Skip to main content

Lehigh 45, Colgate 31 Postgame Thoughts: Nearly 10,000 At Lehigh Win Evokes Memories Of 2004

It honestly felt like a day from another era out there on Saturday - in a good way.

In a world of bitter political debates, supposedly declining college football attendance, alleged tensions between the generations and the ongoing charges increasing collegian apathy, there it was: the official attendance total of the Colgate/Lehigh game of 9,255.

There were a multitude of reasons why people wanted to go see the game.  Perhaps it was something good to do with the family on Family Weekend.  Maybe it was a concerted effort to get students into the games, and keep them there, with new policies and new promotions.  Maybe it was a thumb-your-nose effort at the fans who come for cocktails but don't go enjoy the game.  Maybe it was individuals, all as a unit, wanting to come out and see if this high-flying, record-setting Lehigh football team is for real.

Or maybe it was all of them; I have no idea, but I know it required a whole lot of planning and a huge amount of effort from a whole lot of people, and I'm glad they did.

Because it felt like something special was brewing in Bethlehem - and not just from the team making everyone pay attention to them on Saturday.  It was the whole thing - the team, the fans, and the atmosphere.  On Saturday, for the first time in a long time, it felt like "it" was back.

For fun, I went back through the attendance numbers from the last few years to compare last weekend's game to others that I remembered.

(Photo Credit: Lehigh Athletics)
The last non-Rivalry game at Murray Goodman to exceed Saturday's game was the Lehigh/Fordham tilt in 2014, which featured a Ram team that was ranked No. 12 in the nation and was also Lehigh's family day opponent.  Though the attendance read 9.372 for that game, it never had a very positive feel for Lehigh - though the Mountain Hawks did get their first win of the season the prior week vs. Cornell, they weren't expected to be able to run with the Rams, who leapt out to a 35-14 win and never looked back.

> **Data shown**

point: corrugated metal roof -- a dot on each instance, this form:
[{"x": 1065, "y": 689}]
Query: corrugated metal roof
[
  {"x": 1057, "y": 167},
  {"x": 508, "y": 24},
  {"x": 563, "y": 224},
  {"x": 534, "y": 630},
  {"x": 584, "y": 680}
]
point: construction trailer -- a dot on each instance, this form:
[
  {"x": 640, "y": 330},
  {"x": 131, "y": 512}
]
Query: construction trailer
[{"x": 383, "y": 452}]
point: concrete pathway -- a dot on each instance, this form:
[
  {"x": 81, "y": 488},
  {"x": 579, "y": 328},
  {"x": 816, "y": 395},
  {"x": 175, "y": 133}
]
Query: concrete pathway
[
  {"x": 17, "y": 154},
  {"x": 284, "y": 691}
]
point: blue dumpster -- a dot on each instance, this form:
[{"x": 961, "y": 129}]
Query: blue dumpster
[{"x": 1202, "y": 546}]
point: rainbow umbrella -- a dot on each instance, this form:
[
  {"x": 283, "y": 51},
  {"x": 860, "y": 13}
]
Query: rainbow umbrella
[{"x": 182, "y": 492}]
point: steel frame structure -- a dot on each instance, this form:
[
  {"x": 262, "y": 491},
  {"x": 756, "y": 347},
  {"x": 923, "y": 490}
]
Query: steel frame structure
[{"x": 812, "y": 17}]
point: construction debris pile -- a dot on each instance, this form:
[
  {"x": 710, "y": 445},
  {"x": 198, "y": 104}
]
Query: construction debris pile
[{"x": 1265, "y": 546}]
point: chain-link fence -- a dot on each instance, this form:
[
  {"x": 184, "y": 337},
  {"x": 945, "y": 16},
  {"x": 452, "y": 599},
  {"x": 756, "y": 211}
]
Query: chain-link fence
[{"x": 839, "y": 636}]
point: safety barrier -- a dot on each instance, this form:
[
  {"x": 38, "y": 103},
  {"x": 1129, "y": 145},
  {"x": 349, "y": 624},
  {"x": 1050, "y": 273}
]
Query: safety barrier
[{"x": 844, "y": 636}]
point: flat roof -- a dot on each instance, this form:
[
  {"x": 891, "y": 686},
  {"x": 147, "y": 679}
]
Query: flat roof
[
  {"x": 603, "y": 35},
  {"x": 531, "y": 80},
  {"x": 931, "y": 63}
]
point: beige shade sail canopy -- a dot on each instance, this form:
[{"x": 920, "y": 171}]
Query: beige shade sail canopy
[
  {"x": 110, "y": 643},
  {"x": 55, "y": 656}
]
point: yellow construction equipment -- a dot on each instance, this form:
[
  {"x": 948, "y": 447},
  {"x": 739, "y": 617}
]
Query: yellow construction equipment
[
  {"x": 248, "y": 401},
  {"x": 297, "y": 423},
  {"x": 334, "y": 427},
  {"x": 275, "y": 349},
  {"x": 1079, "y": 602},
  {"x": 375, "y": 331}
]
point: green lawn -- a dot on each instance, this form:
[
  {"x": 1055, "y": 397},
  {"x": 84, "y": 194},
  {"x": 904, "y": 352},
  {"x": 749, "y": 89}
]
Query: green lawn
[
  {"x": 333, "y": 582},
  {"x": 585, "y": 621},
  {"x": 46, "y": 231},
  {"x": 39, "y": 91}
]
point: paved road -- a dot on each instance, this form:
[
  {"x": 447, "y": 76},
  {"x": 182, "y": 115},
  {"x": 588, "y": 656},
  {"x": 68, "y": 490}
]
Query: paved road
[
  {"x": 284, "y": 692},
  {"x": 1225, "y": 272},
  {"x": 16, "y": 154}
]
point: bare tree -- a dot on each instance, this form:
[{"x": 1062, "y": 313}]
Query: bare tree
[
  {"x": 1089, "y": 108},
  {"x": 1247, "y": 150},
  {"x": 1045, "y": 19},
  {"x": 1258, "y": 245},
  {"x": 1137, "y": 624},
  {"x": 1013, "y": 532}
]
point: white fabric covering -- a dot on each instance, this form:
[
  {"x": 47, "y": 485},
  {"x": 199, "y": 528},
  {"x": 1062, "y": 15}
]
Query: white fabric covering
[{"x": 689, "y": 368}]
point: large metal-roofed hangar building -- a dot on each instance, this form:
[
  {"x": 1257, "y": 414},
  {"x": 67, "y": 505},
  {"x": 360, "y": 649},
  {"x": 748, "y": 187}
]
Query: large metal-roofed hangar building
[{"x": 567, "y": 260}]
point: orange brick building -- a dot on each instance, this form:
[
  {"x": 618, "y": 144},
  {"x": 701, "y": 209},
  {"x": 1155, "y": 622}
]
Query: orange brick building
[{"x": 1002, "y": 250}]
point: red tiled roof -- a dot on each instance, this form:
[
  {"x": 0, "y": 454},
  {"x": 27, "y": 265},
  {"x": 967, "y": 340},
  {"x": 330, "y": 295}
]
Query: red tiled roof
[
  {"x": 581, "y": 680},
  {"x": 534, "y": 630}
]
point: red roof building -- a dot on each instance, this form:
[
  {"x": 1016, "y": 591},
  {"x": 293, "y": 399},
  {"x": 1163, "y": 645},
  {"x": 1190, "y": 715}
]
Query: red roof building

> **What is needed**
Copy out the part of the Lehigh–Colgate postgame piece from "In a world of" up to and including "game of 9,255.".

> **Solution below**
In a world of bitter political debates, supposedly declining college football attendance, alleged tensions between the generations and the ongoing charges increasing collegian apathy, there it was: the official attendance total of the Colgate/Lehigh game of 9,255.